Stated goal: Please render the part of the rows that opens with the line containing "Provide the segmentation of every instance of the **baseball" and closes with the line containing "147 23 L 144" as a numbered list, including both of those lines and leaving out any blank lines.
##########
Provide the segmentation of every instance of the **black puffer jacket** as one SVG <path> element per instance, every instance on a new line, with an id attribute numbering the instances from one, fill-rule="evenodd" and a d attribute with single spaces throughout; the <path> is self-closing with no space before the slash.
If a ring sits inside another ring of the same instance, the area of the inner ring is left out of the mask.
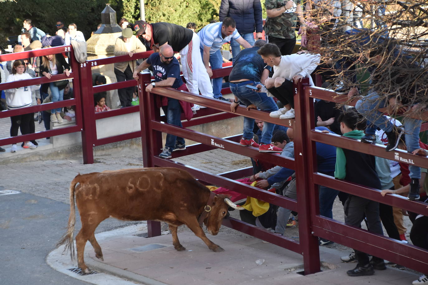
<path id="1" fill-rule="evenodd" d="M 263 31 L 260 0 L 221 0 L 219 15 L 220 21 L 226 17 L 233 18 L 240 34 Z"/>

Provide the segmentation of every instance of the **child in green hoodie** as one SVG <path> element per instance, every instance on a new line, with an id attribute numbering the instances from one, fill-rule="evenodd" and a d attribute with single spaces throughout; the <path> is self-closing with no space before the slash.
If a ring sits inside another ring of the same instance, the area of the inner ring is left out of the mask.
<path id="1" fill-rule="evenodd" d="M 340 123 L 340 130 L 343 136 L 360 139 L 364 135 L 362 131 L 356 129 L 360 118 L 355 109 L 345 111 L 339 116 L 338 120 Z M 337 179 L 380 189 L 380 182 L 376 171 L 375 165 L 373 156 L 341 147 L 336 149 L 334 176 Z M 378 202 L 349 194 L 343 207 L 345 223 L 360 227 L 365 216 L 371 232 L 383 234 L 379 217 Z M 373 256 L 370 261 L 367 253 L 356 250 L 355 251 L 358 264 L 355 268 L 347 271 L 348 275 L 372 275 L 374 273 L 374 268 L 378 270 L 386 269 L 383 259 Z"/>

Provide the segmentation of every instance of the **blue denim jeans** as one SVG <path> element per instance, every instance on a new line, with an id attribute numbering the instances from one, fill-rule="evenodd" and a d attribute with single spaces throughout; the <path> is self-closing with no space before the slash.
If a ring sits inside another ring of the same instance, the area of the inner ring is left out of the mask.
<path id="1" fill-rule="evenodd" d="M 336 190 L 319 185 L 320 214 L 330 219 L 333 218 L 333 203 L 339 193 Z"/>
<path id="2" fill-rule="evenodd" d="M 254 41 L 254 34 L 253 33 L 241 34 L 241 35 L 242 37 L 242 38 L 248 41 L 249 44 L 252 46 L 254 45 L 255 41 Z M 232 38 L 230 40 L 230 47 L 232 49 L 232 56 L 236 58 L 238 54 L 239 53 L 239 52 L 241 51 L 241 45 L 239 44 L 239 43 Z"/>
<path id="3" fill-rule="evenodd" d="M 367 96 L 360 99 L 355 105 L 357 111 L 360 112 L 366 119 L 367 123 L 372 123 L 366 129 L 366 133 L 374 135 L 376 126 L 382 129 L 385 132 L 392 130 L 393 125 L 388 120 L 386 117 L 378 109 L 383 108 L 388 104 L 386 99 L 379 99 L 379 95 L 376 92 L 371 91 Z M 422 121 L 408 117 L 404 117 L 403 122 L 404 126 L 406 146 L 407 152 L 411 153 L 415 150 L 419 148 L 419 132 L 421 130 Z M 411 178 L 421 178 L 421 168 L 419 166 L 409 165 L 409 170 Z"/>
<path id="4" fill-rule="evenodd" d="M 271 112 L 278 110 L 273 99 L 268 97 L 266 93 L 258 93 L 252 89 L 245 87 L 249 84 L 255 86 L 259 82 L 252 81 L 244 81 L 237 83 L 230 83 L 230 90 L 233 94 L 238 97 L 239 100 L 246 106 L 254 104 L 257 108 L 262 111 Z M 273 132 L 275 124 L 271 123 L 265 122 L 263 129 L 262 132 L 262 137 L 259 138 L 259 142 L 262 144 L 270 144 L 272 142 L 272 134 Z M 250 139 L 253 138 L 254 134 L 253 129 L 254 127 L 254 119 L 246 117 L 244 117 L 244 138 Z"/>
<path id="5" fill-rule="evenodd" d="M 202 60 L 204 59 L 204 50 L 201 50 L 201 55 L 202 56 Z M 211 65 L 211 69 L 221 68 L 223 66 L 223 57 L 221 56 L 220 50 L 217 50 L 214 53 L 210 54 L 210 64 Z M 214 98 L 217 99 L 221 97 L 221 82 L 223 77 L 213 78 L 211 79 L 213 82 L 213 94 Z"/>
<path id="6" fill-rule="evenodd" d="M 181 106 L 180 102 L 177 99 L 172 98 L 168 98 L 168 106 L 163 106 L 162 107 L 166 117 L 166 123 L 170 125 L 183 126 L 180 116 L 181 114 Z M 169 148 L 169 150 L 172 151 L 175 147 L 175 141 L 178 144 L 182 144 L 184 143 L 184 140 L 182 138 L 178 137 L 173 135 L 166 134 L 166 140 L 165 146 Z"/>
<path id="7" fill-rule="evenodd" d="M 58 87 L 54 85 L 53 82 L 49 83 L 49 88 L 51 88 L 51 93 L 52 94 L 52 102 L 56 102 L 62 101 L 64 97 L 64 89 L 60 90 Z M 55 112 L 60 112 L 62 109 L 62 107 L 52 109 L 51 110 L 51 114 L 55 114 Z"/>

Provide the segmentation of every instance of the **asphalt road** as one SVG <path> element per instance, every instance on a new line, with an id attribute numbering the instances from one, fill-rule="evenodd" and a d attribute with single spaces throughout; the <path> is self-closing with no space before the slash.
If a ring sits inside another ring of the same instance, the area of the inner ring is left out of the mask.
<path id="1" fill-rule="evenodd" d="M 69 207 L 24 193 L 0 196 L 0 283 L 88 284 L 54 270 L 45 262 L 65 231 Z M 132 223 L 110 219 L 97 232 Z"/>

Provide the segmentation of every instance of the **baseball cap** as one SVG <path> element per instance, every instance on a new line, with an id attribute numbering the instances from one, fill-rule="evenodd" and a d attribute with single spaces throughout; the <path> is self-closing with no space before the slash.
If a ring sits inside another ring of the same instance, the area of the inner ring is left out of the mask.
<path id="1" fill-rule="evenodd" d="M 122 31 L 122 36 L 124 38 L 131 38 L 132 36 L 132 30 L 131 28 L 126 28 Z"/>
<path id="2" fill-rule="evenodd" d="M 147 23 L 144 21 L 136 21 L 134 24 L 134 30 L 137 35 L 142 35 L 146 32 L 146 26 Z"/>

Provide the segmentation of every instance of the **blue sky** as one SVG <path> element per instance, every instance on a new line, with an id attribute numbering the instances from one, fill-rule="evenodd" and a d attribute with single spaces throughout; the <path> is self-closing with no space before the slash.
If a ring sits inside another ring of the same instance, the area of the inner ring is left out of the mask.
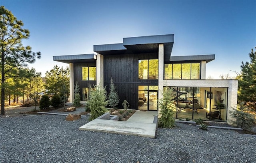
<path id="1" fill-rule="evenodd" d="M 206 78 L 235 76 L 256 46 L 256 0 L 0 0 L 30 37 L 23 42 L 40 51 L 31 65 L 44 76 L 54 56 L 95 53 L 93 45 L 122 38 L 174 34 L 172 56 L 215 54 Z"/>

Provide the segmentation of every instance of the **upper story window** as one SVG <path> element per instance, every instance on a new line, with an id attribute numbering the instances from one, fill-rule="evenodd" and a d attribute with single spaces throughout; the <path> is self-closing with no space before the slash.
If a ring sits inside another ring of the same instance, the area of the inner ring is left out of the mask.
<path id="1" fill-rule="evenodd" d="M 158 79 L 158 60 L 139 60 L 139 79 Z"/>
<path id="2" fill-rule="evenodd" d="M 96 80 L 96 67 L 82 68 L 82 80 Z"/>
<path id="3" fill-rule="evenodd" d="M 200 63 L 165 64 L 164 79 L 200 79 Z"/>

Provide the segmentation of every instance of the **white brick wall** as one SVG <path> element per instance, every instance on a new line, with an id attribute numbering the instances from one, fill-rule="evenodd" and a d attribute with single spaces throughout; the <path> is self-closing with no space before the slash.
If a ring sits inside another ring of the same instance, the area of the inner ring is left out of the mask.
<path id="1" fill-rule="evenodd" d="M 158 46 L 158 98 L 163 98 L 163 87 L 165 85 L 164 81 L 164 44 Z"/>
<path id="2" fill-rule="evenodd" d="M 201 62 L 201 79 L 206 79 L 206 62 L 202 61 Z"/>
<path id="3" fill-rule="evenodd" d="M 97 85 L 100 83 L 100 86 L 103 88 L 104 84 L 104 62 L 103 56 L 97 54 L 96 61 L 96 82 Z"/>
<path id="4" fill-rule="evenodd" d="M 165 86 L 166 81 L 163 82 Z M 166 83 L 168 86 L 228 87 L 227 120 L 231 119 L 229 111 L 237 103 L 237 80 L 169 80 Z"/>
<path id="5" fill-rule="evenodd" d="M 69 64 L 69 92 L 70 102 L 74 101 L 74 64 Z"/>

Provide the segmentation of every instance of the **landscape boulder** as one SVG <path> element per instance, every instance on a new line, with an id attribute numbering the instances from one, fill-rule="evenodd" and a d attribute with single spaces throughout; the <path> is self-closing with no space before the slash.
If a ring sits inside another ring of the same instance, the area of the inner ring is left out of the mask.
<path id="1" fill-rule="evenodd" d="M 81 118 L 81 115 L 78 114 L 68 114 L 66 117 L 66 121 L 75 121 Z"/>
<path id="2" fill-rule="evenodd" d="M 67 109 L 67 111 L 75 111 L 76 109 L 76 107 L 75 106 L 72 106 L 71 107 L 68 107 Z"/>

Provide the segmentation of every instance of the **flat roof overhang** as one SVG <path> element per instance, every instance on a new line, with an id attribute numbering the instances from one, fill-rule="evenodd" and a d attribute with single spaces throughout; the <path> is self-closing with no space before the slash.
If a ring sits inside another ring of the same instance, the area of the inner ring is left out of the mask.
<path id="1" fill-rule="evenodd" d="M 97 55 L 93 54 L 53 56 L 54 61 L 66 64 L 94 62 L 96 60 Z"/>
<path id="2" fill-rule="evenodd" d="M 164 44 L 165 58 L 170 59 L 174 34 L 123 38 L 123 43 L 94 46 L 94 51 L 102 55 L 158 52 L 159 44 Z"/>
<path id="3" fill-rule="evenodd" d="M 206 63 L 215 59 L 215 54 L 201 55 L 196 56 L 174 56 L 170 58 L 168 62 L 206 61 Z"/>

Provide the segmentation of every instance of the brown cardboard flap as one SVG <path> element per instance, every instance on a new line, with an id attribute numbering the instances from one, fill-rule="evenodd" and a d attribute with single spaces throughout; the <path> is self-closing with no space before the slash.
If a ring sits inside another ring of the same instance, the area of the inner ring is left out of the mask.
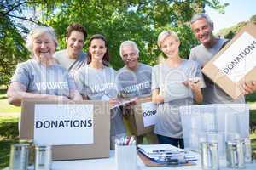
<path id="1" fill-rule="evenodd" d="M 151 98 L 142 98 L 139 99 L 139 102 L 136 105 L 133 112 L 133 122 L 135 122 L 136 126 L 136 134 L 137 136 L 149 133 L 154 131 L 154 126 L 144 127 L 143 124 L 143 114 L 142 110 L 142 103 L 151 102 Z"/>
<path id="2" fill-rule="evenodd" d="M 241 82 L 256 80 L 256 68 L 252 69 L 247 75 L 237 83 L 232 82 L 224 73 L 217 68 L 213 62 L 221 56 L 243 32 L 247 32 L 256 37 L 256 26 L 253 23 L 246 25 L 240 31 L 221 49 L 202 69 L 202 72 L 218 84 L 226 94 L 232 99 L 236 99 L 242 94 L 239 85 Z M 256 56 L 255 56 L 256 57 Z M 256 60 L 256 59 L 255 59 Z"/>
<path id="3" fill-rule="evenodd" d="M 110 107 L 108 101 L 45 101 L 26 99 L 22 102 L 20 139 L 32 139 L 35 104 L 92 104 L 94 105 L 94 144 L 54 145 L 53 160 L 74 160 L 109 157 Z M 67 134 L 68 138 L 68 134 Z"/>

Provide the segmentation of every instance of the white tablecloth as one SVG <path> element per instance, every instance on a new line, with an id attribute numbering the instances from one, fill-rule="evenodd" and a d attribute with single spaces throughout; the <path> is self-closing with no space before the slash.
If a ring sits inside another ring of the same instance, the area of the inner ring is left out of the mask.
<path id="1" fill-rule="evenodd" d="M 196 165 L 194 166 L 181 166 L 172 167 L 175 170 L 200 170 L 201 159 L 197 153 L 195 153 L 199 161 L 196 162 Z M 129 159 L 129 158 L 127 158 Z M 109 158 L 103 159 L 90 159 L 90 160 L 77 160 L 77 161 L 61 161 L 53 162 L 52 170 L 115 170 L 115 160 L 114 151 L 110 151 Z M 224 162 L 220 162 L 221 170 L 230 170 L 231 168 L 225 167 Z M 137 156 L 137 170 L 170 170 L 171 167 L 146 167 L 142 160 Z M 32 168 L 30 168 L 32 169 Z M 246 169 L 256 170 L 256 162 L 251 164 L 246 164 Z M 8 170 L 5 168 L 4 170 Z"/>

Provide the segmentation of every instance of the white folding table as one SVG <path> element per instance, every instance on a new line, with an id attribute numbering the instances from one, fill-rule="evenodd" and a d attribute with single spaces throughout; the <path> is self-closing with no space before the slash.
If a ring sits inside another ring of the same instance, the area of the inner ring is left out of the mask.
<path id="1" fill-rule="evenodd" d="M 114 150 L 110 150 L 109 158 L 102 159 L 88 159 L 88 160 L 75 160 L 75 161 L 58 161 L 53 162 L 52 170 L 84 170 L 84 169 L 96 169 L 96 170 L 115 170 L 115 160 L 114 160 Z M 172 169 L 175 170 L 200 170 L 201 167 L 201 158 L 198 153 L 195 153 L 198 161 L 195 165 L 193 166 L 180 166 L 172 167 Z M 127 158 L 129 159 L 129 158 Z M 220 162 L 221 170 L 230 170 L 227 168 Z M 137 156 L 137 170 L 170 170 L 170 167 L 146 167 L 142 160 Z M 8 170 L 5 168 L 4 170 Z M 29 168 L 33 169 L 33 168 Z M 246 164 L 246 169 L 255 170 L 256 162 L 251 164 Z"/>

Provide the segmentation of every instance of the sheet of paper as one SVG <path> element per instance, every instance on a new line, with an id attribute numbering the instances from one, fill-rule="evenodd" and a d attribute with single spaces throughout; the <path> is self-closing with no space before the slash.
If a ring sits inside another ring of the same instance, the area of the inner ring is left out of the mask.
<path id="1" fill-rule="evenodd" d="M 93 144 L 93 105 L 35 105 L 34 141 L 38 145 Z"/>

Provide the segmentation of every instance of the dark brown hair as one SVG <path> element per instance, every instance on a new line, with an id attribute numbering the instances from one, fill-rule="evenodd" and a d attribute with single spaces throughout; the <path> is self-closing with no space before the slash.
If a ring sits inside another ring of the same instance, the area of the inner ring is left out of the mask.
<path id="1" fill-rule="evenodd" d="M 82 32 L 84 34 L 84 41 L 86 39 L 87 32 L 86 32 L 85 28 L 84 28 L 81 25 L 77 24 L 77 23 L 71 24 L 67 26 L 67 28 L 66 30 L 66 37 L 68 38 L 73 31 L 77 31 Z"/>
<path id="2" fill-rule="evenodd" d="M 109 51 L 108 51 L 108 42 L 107 42 L 107 40 L 106 40 L 105 37 L 101 35 L 101 34 L 95 34 L 95 35 L 91 36 L 90 40 L 89 40 L 89 48 L 90 47 L 91 41 L 94 40 L 94 39 L 101 39 L 101 40 L 103 40 L 103 42 L 105 42 L 107 51 L 104 54 L 104 56 L 103 56 L 102 62 L 103 62 L 103 65 L 105 66 L 109 66 L 109 58 L 110 58 L 110 56 L 109 56 Z M 90 62 L 91 62 L 91 54 L 90 52 L 88 52 L 87 64 L 90 64 Z"/>

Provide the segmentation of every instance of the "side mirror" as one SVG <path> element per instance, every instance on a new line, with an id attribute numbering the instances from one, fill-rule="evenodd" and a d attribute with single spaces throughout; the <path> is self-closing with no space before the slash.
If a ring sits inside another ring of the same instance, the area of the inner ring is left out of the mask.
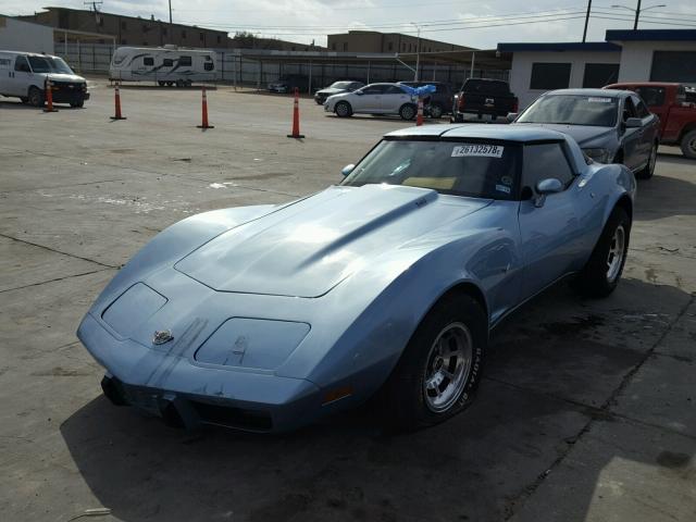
##########
Written response:
1. Provide the segmentation of every instance of the **baseball cap** as one SVG <path> element per instance, every instance on a new line, with an id attribute numbering the instances from one, fill-rule="evenodd" and a d attribute with single spaces throughout; the <path> is self-closing with no space before the slash.
2. If a ring sits inside another ring of the same instance, the area of the inner ring is left out of the mask.
3. <path id="1" fill-rule="evenodd" d="M 122 31 L 122 36 L 124 38 L 131 38 L 132 36 L 132 30 L 131 28 L 126 28 Z"/>
4. <path id="2" fill-rule="evenodd" d="M 147 23 L 144 21 L 136 21 L 134 24 L 134 30 L 137 35 L 142 35 L 146 32 L 146 26 Z"/>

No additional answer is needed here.